> _PROBLEM_: Reproduce the passage of the Ward 2 endorsement article below verbatim, starting at "Here’s Fanning on" and ending at "fragile downtown neighborhoods.".

> _DOCUMENT EXTRACT_:
The occasion was the quadrennial endorsement contest of the Ward 2 Democrats organization, an appendage of the city’s Democratic State Committee and a proving ground for hopefuls in this fall’s elections. As the two-term incumbent, Evans wanted to show his opponents—local businessman Pete Ross, activist John Fanning, and perennial candidate Ray Avrutis—just where the ward’s rank-and-file voters stood on his tenure at One Judiciary Square.
The night’s polling tallies spoke much more effectively than Evans did in his two-minute stump speech: Bearing the candidate’s signature red-and-white campaign paraphernalia, 317 of the 452 voters sided with the incumbent. Fanning pulled 85, Ross 49, and Avrutis one. (LL has confirmed that Avrutis voted for himself.)
Even in this somniferous campaign season, the event garnered no headlines and didn’t exactly shake the political earth beyond Logan Circle. Yet it marked a D.C. watershed for the style of politics on display. With tons of money, an efficient organization, and an in-your-face approach to crushing opponents, Evans has built himself a political machine. And this particular machine runs partially on Geritol.
“I love the way he do,” said Carrie Poindexter, a 69-year-old Greenleaf resident and Evans supporter. “We go on boat trips and everything that he sponsors.”
Ward 2 council challengers don’t quite share Poindexter’s enthusiasm for Evans’ politics. In his speech on Thursday night, Avrutis expressed his scorn for the spread that Evans had laid out for his people. “He feeds you people poison. It tastes good, but it is no good for you,” said Avrutis.
Here’s Fanning on the same topic: “It’s apparent that many votes have been bought here tonight,” said the candidate, who repeatedly hammers Evans for promoting the “overdevelopment” of fragile downtown neighborhoods.

> _DATA EXCERPTS_:
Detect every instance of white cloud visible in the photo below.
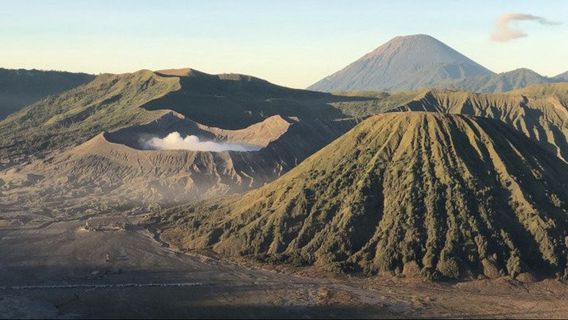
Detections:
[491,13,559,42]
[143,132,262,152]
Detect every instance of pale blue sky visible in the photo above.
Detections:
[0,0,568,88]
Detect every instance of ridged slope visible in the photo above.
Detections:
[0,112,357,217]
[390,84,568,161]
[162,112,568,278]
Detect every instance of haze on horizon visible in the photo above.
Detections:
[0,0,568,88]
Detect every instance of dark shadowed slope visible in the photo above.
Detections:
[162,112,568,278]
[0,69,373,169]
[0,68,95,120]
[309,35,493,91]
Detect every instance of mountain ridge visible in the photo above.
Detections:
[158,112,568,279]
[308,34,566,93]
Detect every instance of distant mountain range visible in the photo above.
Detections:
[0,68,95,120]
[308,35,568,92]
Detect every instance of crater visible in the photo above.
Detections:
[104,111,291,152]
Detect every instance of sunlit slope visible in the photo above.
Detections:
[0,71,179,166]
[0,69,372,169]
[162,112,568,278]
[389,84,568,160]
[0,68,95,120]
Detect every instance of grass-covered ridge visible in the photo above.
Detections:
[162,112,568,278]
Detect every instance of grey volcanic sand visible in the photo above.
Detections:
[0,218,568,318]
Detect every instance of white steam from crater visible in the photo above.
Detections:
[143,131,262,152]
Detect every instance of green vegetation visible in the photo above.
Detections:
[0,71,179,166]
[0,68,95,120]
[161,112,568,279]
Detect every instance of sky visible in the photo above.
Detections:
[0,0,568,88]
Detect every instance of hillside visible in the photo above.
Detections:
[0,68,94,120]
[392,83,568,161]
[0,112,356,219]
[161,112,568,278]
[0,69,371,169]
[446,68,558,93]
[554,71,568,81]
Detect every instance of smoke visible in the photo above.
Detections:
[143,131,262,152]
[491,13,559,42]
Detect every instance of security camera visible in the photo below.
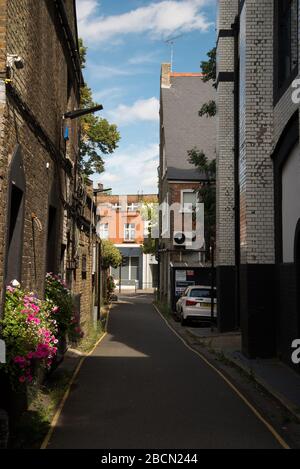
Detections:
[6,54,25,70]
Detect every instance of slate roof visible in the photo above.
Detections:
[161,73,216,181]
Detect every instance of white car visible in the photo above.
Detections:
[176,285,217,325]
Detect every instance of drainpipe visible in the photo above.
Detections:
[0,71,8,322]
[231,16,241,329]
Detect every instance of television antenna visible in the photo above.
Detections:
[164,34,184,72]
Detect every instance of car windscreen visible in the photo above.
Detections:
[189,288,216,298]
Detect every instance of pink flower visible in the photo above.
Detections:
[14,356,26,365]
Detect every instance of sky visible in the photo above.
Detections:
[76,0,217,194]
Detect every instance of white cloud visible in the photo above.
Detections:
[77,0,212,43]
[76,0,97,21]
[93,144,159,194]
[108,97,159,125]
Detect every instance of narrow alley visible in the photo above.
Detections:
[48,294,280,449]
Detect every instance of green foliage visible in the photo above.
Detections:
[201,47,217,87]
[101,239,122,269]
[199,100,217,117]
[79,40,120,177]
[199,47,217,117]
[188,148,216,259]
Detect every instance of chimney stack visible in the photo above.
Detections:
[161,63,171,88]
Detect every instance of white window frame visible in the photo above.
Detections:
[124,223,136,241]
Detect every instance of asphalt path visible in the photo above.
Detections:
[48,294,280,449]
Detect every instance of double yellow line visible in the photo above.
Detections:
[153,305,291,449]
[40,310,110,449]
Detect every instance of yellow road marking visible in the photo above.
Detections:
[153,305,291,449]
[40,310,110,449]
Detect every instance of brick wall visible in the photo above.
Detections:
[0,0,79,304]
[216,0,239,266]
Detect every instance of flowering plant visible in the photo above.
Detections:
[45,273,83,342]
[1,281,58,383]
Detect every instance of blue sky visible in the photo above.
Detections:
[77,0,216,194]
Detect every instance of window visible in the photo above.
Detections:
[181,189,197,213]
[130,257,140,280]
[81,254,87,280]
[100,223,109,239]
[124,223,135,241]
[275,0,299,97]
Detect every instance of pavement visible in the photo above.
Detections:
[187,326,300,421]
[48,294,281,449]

> _RESULT BELOW_:
Here’s Fanning on the same topic: “It’s apparent that many votes have been bought here tonight,” said the candidate, who repeatedly hammers Evans for promoting the “overdevelopment” of fragile downtown neighborhoods.